▸ **RECORDS PROVIDED**

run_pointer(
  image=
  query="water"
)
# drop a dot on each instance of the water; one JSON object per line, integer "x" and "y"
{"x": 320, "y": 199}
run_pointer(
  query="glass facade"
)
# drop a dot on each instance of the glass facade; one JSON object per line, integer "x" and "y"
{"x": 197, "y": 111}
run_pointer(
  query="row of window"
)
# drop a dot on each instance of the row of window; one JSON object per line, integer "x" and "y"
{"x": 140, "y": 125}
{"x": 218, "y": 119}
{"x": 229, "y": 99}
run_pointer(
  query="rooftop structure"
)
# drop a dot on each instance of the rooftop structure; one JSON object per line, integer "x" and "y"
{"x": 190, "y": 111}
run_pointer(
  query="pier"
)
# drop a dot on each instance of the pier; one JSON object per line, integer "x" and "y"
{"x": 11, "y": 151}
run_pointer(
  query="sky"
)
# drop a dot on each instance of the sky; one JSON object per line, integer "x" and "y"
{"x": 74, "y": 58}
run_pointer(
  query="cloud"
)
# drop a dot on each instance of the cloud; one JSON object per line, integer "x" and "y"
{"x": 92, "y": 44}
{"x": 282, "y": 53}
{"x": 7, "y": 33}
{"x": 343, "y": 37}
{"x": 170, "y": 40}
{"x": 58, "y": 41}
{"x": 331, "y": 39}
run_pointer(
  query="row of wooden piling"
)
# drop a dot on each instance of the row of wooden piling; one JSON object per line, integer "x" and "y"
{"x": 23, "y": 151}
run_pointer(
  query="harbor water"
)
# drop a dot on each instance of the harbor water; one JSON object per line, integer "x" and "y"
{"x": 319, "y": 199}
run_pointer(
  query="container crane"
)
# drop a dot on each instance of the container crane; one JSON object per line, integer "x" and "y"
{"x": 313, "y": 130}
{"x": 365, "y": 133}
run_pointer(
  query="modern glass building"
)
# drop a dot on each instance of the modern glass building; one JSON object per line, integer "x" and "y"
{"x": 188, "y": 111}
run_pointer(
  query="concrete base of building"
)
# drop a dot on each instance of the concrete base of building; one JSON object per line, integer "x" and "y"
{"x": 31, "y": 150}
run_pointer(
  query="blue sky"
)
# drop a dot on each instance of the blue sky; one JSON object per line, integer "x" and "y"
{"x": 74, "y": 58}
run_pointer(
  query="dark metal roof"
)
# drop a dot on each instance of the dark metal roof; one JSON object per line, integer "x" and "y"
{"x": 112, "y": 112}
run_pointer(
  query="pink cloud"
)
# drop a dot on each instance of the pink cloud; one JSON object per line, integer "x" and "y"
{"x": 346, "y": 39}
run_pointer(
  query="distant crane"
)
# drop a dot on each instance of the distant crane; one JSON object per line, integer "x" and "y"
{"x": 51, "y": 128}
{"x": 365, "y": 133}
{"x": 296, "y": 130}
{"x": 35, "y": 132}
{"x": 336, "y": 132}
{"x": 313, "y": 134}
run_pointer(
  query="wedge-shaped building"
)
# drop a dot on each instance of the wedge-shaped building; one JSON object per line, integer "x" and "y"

▸ **YOUR ASSIGNMENT**
From the listing above, extract every line exactly as it stands.

▸ **EXPECTED ANSWER**
run_pointer(
  image=
  query="water"
)
# drop a dot on each instance of the water; one JSON object per line, integer "x" and "y"
{"x": 320, "y": 199}
run_pointer(
  query="glass facade"
)
# drop a dot on each instance of the glass facade; one JSON object per line, integer "x" and "y"
{"x": 197, "y": 111}
run_pointer(
  query="row of window"
)
# drop a dot on each instance of the row of window; one JSON object per line, integer "x" and "y"
{"x": 140, "y": 125}
{"x": 218, "y": 119}
{"x": 229, "y": 99}
run_pointer(
  query="rooftop structure"
)
# drop a dot on each instance of the rooftop structure; one JSON object per line, integer "x" and "y"
{"x": 190, "y": 111}
run_pointer(
  query="pier"
)
# drop a dot on each instance of the pier; one JSON object per line, integer "x" and "y"
{"x": 11, "y": 151}
run_pointer(
  query="sky"
)
# drop a dot on each instance of the sky; one JSON object per line, integer "x" and "y"
{"x": 74, "y": 58}
run_pointer(
  query="cloud"
)
# drop a dot on each instance of the cloud; one JSON object per line, integer "x" and "y"
{"x": 92, "y": 44}
{"x": 282, "y": 53}
{"x": 7, "y": 33}
{"x": 343, "y": 37}
{"x": 170, "y": 40}
{"x": 58, "y": 41}
{"x": 331, "y": 39}
run_pointer(
  query="row of wooden piling"
)
# drop a dot on each instance of the row of wooden piling; one JSON object per line, integer "x" and "y"
{"x": 23, "y": 151}
run_pointer(
  query="harbor water"
)
# drop a dot on each instance of the harbor water; one JSON object per line, integer "x" and "y"
{"x": 319, "y": 199}
run_pointer(
  query="container crane"
)
# drop a dot on each instance of the container crane; one JSON object per line, integer "x" and "y"
{"x": 313, "y": 130}
{"x": 365, "y": 133}
run_pointer(
  query="modern glass building"
)
# drop a dot on each instance of the modern glass building; one JSON object per line, integer "x" and "y"
{"x": 188, "y": 111}
run_pointer(
  query="concrete base of building"
)
# drop a dot on each instance of the concrete base of building; one JSON object per line, integer "x" and "y"
{"x": 31, "y": 150}
run_pointer(
  query="blue sky"
)
# drop a dot on each instance of the blue sky; one JSON object per line, integer "x" and "y"
{"x": 74, "y": 58}
run_pointer(
  query="dark metal roof"
)
# drop a dot on each instance of the dark metal roof; one JSON object per line, integer "x" and "y"
{"x": 112, "y": 112}
run_pointer(
  query="pink cloud"
)
# drop a dot on each instance of the pink cloud; one JSON object per line, integer "x" and "y"
{"x": 346, "y": 39}
run_pointer(
  query="distant crane"
)
# drop a dot on each instance of the distant crane; one JSON object per line, integer "x" and "y"
{"x": 51, "y": 128}
{"x": 365, "y": 133}
{"x": 296, "y": 130}
{"x": 35, "y": 132}
{"x": 336, "y": 132}
{"x": 313, "y": 134}
run_pointer(
  query="wedge-shaped building"
)
# drop a dot on each instance of the wedge-shaped building; one JSON object per line, integer "x" and "y"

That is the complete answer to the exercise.